== Passage to read ==
# Imperial Guard Paintjobs



## TeHk!lL3R (Apr 17, 2009)

I thought i would make this thread, so people can show off he IG, I am struggling a fair bit with painting them so seeing others might help.
If you would like to put a description on how you painted them it would also help, but if its your secret no problem.

Thanks, K!lL3R:victory:


----------



## Siege (Jan 18, 2008)

You are probably better off putting this in the modeling and painting forums.


----------



## Apoca6 (Feb 25, 2009)

hehe, see my sig for mine :grin:


----------



## Lord_Murdock (Jul 16, 2008)

My IG are all Mordians so they probably won't help you much if you collect cadians, but maybe you can use them for ideas for officers or something... Anyway, here are a few pics :grin:

My General (converted Rogue Trader era Marneus Calgar), his tea table (sadly, trademark items don't exist anymore, so it's just for decoration now...) and a Commissar Lord (converted Yarric)










My Command Squad (the organ is from the Exorcist tank)










An Infantry Squad










And some Stormtroopers (Cadian arms, Empire Pistolier bodies, "hellguns," and heads, Space Marine Scout legs, Space Marine Plasma Guns)










For the rest of my army, see my WIP thread in my sig (the Macharian IXX).

Enjoy! :victory:


----------



## officer kerky (Jun 12, 2008)

here i will try help because i collect guard.
here is a basic model nothing fancy









sorry they are a bit blurry i own a crappy camera.
edit: 2 of the same pic.


----------



## DarkTower (Jun 9, 2007)

For my Imperial Guards - Blue Steel Legion, I've used blue-red color scheme (inspired by WW I uniforms), with some golden add-ons for HQ and commanders. Troops are made of older Steel Legion models, HQ are veterans converted Warzone minis. Hardened veterans are GW's Vostroyans. Painting process is simple, they are all batch- and speed-painted. Blue jacket with red collars and white strips, grey trousers, brown boots. All guns are wooden with some metal parts. Everything washed with several layers of GW inks (mostly Devlan Mud) and then added some highlights.

I don't have lots of them finished, but I'm still working on it.









Junior Officer of 1st Platoon









Junior Officer's personal staff - converted Warzone minis









First Squad of troopers









Hardened veterans - M.B.'s Warhounds









Hardened veterans - M.B.'s Warhounds


----------



## Lord of Rebirth (Jun 7, 2008)

You are probably better off searching through the ongoing projects section to see full armies and then just regularly look through the M+P section at IG stuff.


----------



## DaafiejjXD (Jun 22, 2009)

Love the blue steel legion!!! Very nice:biggrin:Looks a bit like French WW1 uniform...anyway great job!!:mrgreen:


----------

== Listed entries ==
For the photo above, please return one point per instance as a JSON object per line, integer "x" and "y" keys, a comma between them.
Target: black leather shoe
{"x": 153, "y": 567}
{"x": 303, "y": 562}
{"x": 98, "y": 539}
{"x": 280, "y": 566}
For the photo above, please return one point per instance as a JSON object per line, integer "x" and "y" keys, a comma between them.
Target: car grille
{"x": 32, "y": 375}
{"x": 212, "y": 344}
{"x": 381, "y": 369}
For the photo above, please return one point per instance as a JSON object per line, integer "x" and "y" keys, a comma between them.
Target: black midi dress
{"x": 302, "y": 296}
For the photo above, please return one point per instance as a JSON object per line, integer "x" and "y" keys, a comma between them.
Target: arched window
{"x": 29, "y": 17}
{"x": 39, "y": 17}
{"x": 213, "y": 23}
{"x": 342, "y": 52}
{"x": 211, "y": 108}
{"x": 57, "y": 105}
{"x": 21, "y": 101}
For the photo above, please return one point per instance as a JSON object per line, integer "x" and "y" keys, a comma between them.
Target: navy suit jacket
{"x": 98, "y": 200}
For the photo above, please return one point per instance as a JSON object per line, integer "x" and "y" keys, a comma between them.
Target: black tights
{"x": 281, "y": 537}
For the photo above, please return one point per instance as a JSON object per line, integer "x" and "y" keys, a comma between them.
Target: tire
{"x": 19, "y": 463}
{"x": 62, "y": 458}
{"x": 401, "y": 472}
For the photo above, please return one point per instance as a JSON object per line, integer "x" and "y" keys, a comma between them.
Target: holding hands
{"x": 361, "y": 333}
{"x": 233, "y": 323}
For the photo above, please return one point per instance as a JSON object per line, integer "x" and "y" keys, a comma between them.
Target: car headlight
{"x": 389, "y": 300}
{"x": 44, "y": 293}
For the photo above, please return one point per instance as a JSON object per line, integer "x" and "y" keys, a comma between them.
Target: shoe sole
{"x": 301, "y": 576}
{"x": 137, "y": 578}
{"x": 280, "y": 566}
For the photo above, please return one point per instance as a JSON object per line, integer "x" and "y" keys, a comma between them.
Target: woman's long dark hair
==
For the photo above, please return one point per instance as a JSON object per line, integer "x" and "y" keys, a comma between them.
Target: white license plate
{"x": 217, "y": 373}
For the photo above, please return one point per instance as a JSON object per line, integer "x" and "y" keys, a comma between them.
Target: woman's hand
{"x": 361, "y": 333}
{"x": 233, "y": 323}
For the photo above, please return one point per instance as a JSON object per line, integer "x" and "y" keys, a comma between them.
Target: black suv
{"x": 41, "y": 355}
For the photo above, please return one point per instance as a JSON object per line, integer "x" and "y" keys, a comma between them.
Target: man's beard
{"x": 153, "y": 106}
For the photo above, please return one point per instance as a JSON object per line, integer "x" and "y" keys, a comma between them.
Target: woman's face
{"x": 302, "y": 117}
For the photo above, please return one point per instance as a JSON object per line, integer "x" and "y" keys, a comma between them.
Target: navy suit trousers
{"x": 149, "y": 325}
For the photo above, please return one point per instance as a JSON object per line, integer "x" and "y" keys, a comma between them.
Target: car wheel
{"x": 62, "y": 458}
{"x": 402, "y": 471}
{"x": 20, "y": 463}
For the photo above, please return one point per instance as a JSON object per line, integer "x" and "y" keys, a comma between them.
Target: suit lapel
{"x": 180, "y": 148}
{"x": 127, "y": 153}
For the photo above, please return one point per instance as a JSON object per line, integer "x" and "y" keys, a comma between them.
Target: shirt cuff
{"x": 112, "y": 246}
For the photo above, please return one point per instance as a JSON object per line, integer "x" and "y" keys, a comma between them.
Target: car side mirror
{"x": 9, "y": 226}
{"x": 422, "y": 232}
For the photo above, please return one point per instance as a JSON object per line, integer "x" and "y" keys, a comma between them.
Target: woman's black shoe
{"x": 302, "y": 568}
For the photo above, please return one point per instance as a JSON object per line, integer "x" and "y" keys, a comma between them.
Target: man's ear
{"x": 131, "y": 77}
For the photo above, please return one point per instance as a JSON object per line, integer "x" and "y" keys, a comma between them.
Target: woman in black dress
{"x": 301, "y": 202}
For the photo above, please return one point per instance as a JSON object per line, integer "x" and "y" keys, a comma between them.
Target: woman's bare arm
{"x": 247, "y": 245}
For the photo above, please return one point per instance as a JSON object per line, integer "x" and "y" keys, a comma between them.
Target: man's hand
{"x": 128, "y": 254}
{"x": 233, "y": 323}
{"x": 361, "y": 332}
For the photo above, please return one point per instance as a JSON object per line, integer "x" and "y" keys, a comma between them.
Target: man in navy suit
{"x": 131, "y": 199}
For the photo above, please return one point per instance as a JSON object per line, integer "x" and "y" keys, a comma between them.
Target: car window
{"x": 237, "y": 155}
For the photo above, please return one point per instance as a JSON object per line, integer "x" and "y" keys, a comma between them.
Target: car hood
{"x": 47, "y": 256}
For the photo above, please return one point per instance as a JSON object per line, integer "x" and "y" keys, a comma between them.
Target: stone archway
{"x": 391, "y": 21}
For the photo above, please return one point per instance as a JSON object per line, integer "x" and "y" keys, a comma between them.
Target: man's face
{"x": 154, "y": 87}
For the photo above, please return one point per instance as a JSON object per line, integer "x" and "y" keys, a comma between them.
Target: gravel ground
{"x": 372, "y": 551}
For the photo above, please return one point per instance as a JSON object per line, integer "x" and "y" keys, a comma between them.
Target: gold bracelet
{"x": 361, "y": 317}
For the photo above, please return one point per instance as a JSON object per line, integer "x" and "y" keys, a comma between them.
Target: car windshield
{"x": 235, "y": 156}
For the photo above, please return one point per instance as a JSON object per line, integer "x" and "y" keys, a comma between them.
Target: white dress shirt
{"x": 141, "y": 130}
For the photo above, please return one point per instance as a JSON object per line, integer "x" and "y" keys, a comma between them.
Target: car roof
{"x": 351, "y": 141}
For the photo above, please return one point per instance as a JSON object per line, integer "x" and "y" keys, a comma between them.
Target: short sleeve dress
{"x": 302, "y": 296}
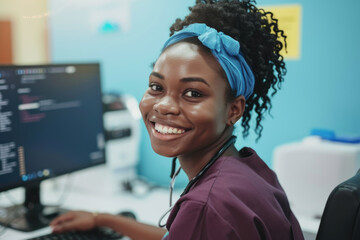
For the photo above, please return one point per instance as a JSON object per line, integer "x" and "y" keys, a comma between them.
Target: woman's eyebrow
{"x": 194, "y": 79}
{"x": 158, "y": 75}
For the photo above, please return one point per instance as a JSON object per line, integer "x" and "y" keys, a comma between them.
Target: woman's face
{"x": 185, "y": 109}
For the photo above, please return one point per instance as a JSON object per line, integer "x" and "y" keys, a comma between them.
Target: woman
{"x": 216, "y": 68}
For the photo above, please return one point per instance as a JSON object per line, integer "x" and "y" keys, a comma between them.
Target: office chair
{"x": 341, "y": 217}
--
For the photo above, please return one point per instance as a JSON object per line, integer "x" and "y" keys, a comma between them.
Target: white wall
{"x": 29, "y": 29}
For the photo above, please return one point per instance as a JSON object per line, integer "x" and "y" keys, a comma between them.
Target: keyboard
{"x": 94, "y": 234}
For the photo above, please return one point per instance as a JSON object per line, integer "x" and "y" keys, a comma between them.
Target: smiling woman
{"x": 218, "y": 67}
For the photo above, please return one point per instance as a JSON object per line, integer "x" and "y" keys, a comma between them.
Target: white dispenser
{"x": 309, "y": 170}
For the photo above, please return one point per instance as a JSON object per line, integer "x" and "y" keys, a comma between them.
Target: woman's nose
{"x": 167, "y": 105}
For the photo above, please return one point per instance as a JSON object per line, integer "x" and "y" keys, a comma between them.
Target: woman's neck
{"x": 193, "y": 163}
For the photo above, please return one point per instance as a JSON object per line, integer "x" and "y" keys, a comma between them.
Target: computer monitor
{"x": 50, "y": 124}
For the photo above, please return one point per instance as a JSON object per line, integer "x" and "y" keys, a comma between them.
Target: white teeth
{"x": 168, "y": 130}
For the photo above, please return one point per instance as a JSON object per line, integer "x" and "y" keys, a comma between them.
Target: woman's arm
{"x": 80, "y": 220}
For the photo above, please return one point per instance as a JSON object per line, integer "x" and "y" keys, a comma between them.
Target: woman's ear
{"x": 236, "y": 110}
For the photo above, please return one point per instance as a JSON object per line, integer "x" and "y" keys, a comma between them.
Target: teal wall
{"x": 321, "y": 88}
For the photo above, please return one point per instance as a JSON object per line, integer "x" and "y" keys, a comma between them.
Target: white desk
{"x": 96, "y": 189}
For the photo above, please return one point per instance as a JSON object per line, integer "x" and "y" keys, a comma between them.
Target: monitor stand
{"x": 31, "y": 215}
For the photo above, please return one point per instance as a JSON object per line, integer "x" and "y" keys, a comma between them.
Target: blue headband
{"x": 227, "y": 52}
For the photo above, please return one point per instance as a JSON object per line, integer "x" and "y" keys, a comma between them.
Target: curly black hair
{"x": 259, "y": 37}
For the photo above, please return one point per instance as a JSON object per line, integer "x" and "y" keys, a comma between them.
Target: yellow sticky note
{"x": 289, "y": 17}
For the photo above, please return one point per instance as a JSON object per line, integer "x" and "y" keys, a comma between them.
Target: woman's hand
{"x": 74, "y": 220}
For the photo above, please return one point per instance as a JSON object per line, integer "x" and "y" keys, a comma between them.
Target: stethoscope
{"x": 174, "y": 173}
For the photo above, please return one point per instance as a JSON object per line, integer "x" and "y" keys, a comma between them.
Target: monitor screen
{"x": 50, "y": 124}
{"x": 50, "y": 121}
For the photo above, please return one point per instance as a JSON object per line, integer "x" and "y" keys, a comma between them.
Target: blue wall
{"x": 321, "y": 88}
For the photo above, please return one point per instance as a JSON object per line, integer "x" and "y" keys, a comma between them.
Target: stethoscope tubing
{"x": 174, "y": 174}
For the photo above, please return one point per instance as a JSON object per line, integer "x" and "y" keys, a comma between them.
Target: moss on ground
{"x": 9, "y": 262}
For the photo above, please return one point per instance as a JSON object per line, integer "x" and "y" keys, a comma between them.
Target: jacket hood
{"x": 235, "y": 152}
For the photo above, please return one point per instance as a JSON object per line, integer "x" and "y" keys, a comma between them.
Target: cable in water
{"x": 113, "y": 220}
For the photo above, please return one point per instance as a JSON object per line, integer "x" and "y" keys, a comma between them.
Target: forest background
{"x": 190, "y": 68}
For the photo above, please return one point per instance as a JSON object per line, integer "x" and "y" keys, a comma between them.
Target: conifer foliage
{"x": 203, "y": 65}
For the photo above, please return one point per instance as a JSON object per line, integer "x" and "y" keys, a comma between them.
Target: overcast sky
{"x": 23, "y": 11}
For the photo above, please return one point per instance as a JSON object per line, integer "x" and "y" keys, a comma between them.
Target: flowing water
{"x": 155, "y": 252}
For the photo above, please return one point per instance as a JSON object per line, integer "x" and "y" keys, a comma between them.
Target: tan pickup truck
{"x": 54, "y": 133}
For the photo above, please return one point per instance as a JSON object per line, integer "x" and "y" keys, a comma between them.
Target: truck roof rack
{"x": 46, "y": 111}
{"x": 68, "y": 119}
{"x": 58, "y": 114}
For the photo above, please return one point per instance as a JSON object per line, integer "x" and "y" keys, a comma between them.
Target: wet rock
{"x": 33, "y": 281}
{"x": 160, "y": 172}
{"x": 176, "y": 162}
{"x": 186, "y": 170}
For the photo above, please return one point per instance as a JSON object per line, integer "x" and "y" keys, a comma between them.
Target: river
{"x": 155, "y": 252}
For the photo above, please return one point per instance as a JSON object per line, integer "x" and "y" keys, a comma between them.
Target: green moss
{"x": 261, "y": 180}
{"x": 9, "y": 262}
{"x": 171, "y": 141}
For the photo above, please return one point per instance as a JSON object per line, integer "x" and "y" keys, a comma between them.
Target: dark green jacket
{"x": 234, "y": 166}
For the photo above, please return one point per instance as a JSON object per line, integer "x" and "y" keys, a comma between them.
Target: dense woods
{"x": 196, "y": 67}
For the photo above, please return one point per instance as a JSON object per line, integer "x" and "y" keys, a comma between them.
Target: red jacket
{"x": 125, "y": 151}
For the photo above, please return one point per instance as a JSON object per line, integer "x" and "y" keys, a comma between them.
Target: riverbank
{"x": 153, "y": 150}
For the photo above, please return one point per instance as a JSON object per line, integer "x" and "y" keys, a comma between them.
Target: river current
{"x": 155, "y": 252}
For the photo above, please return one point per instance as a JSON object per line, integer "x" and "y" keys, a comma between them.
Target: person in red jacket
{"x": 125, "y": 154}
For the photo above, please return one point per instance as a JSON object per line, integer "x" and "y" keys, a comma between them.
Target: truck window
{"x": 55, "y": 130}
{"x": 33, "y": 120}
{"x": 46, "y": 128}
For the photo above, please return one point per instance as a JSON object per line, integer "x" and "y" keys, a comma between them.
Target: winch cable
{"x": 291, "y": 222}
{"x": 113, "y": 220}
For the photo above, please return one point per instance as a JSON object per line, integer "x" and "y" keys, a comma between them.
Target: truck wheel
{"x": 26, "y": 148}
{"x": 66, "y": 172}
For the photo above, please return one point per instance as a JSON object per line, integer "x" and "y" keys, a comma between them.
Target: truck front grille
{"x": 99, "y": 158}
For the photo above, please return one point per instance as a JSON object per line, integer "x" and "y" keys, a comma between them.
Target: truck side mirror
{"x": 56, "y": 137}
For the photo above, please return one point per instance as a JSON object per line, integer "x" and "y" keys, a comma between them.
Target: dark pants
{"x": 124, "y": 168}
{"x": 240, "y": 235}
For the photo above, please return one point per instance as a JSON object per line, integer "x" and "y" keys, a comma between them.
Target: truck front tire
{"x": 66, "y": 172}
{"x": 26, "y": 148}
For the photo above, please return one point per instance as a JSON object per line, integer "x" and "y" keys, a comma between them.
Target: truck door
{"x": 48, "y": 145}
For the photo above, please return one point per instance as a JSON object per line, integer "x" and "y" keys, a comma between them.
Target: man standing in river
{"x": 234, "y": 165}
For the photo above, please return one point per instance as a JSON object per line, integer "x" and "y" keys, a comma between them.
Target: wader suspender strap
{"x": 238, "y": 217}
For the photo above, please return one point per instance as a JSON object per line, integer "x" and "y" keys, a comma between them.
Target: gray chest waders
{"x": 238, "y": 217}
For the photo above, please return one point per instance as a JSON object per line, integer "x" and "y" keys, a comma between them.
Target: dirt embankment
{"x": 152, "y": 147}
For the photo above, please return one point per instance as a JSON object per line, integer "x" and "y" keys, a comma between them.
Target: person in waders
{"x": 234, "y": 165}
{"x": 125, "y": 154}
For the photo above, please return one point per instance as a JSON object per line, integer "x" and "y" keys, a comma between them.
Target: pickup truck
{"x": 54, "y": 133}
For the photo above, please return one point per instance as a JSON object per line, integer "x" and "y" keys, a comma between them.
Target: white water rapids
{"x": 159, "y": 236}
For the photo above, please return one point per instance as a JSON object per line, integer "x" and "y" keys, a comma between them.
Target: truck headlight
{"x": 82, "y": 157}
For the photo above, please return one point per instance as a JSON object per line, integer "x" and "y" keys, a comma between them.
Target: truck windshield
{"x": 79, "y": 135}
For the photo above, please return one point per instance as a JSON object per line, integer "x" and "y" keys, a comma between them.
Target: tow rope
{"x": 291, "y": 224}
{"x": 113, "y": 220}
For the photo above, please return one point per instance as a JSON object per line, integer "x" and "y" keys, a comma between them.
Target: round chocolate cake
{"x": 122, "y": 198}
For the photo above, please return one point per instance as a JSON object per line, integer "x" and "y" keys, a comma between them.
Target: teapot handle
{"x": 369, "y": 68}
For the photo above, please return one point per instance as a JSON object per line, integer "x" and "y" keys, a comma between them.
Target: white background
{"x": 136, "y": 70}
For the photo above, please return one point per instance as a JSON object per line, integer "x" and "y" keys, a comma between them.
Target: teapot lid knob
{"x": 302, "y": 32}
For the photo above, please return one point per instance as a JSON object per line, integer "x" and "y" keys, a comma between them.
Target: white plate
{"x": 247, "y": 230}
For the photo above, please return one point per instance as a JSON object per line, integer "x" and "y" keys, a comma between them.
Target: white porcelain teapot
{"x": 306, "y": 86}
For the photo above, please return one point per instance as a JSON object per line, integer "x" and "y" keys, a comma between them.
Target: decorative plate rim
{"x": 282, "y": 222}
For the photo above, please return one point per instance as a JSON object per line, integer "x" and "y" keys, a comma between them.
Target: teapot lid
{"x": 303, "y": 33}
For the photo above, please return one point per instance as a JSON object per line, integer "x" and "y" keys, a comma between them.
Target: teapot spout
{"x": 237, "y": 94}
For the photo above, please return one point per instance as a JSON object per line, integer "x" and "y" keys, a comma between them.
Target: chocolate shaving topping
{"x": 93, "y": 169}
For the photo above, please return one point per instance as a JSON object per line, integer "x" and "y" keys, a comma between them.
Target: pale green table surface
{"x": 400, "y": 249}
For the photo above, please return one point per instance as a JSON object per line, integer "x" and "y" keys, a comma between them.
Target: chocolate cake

== Challenge ==
Please reproduce word for word the part of the Imperial Guard paintjobs thread that opens with the words containing "I thought i" and closes with "and painting forums.".

== Task answer ==
I thought i would make this thread, so people can show off he IG, I am struggling a fair bit with painting them so seeing others might help.
If you would like to put a description on how you painted them it would also help, but if its your secret no problem.

Thanks, K!lL3R:victory:


----------



## Siege (Jan 18, 2008)

You are probably better off putting this in the modeling and painting forums.